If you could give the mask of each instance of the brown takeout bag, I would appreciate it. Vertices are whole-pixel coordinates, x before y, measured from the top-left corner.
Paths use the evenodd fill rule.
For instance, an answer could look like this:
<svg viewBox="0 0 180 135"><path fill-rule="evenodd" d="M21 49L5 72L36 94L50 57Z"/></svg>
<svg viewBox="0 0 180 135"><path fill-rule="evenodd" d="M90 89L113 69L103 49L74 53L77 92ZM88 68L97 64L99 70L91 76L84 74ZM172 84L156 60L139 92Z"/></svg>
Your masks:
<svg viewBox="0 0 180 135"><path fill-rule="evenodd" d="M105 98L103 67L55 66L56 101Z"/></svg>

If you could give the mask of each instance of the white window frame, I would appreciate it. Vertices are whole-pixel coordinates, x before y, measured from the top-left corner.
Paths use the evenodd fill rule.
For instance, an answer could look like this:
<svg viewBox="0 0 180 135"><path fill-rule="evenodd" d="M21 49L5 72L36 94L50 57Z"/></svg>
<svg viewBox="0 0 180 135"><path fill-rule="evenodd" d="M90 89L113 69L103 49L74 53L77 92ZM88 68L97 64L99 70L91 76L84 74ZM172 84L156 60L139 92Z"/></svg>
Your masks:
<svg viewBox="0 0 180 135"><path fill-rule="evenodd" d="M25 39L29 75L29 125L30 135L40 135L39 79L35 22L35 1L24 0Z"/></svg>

• • • • • • •

AIM OF THE EXERCISE: Turn the lines above into a Markdown table with a "Row" column holding each line's number and a "Text" column holding the line, leaving out blank lines.

FINAL ANSWER:
| Row | Text |
|---|---|
| 1 | If you could give the mask of each instance of the brown takeout bag, I would appreciate it. Vertices are whole-pixel coordinates, x before y, measured from the top-left corner. |
| 2 | Paths use the evenodd fill rule. |
| 3 | For instance, an answer could look like this: |
| 4 | <svg viewBox="0 0 180 135"><path fill-rule="evenodd" d="M21 49L5 72L36 94L50 57Z"/></svg> |
| 5 | <svg viewBox="0 0 180 135"><path fill-rule="evenodd" d="M90 89L113 69L103 49L74 53L77 92ZM88 68L97 64L99 70L91 76L84 74ZM172 84L156 60L139 92Z"/></svg> |
| 6 | Your masks: |
| 7 | <svg viewBox="0 0 180 135"><path fill-rule="evenodd" d="M105 98L103 67L55 66L56 101Z"/></svg> |
| 8 | If you could give the mask of each instance of the white window frame, I would appreciate it. Vertices are whole-pixel coordinates, x before y, measured from the top-left corner. |
| 9 | Paths use the evenodd fill rule. |
| 10 | For instance, an answer could look like this: |
| 11 | <svg viewBox="0 0 180 135"><path fill-rule="evenodd" d="M21 49L5 72L36 94L50 57Z"/></svg> |
| 12 | <svg viewBox="0 0 180 135"><path fill-rule="evenodd" d="M90 89L113 69L103 49L74 53L77 92ZM88 68L97 64L99 70L91 76L84 74ZM172 84L156 60L139 92Z"/></svg> |
| 13 | Your masks: |
| 14 | <svg viewBox="0 0 180 135"><path fill-rule="evenodd" d="M25 39L29 75L29 125L30 135L40 135L39 79L35 22L35 1L24 0Z"/></svg> |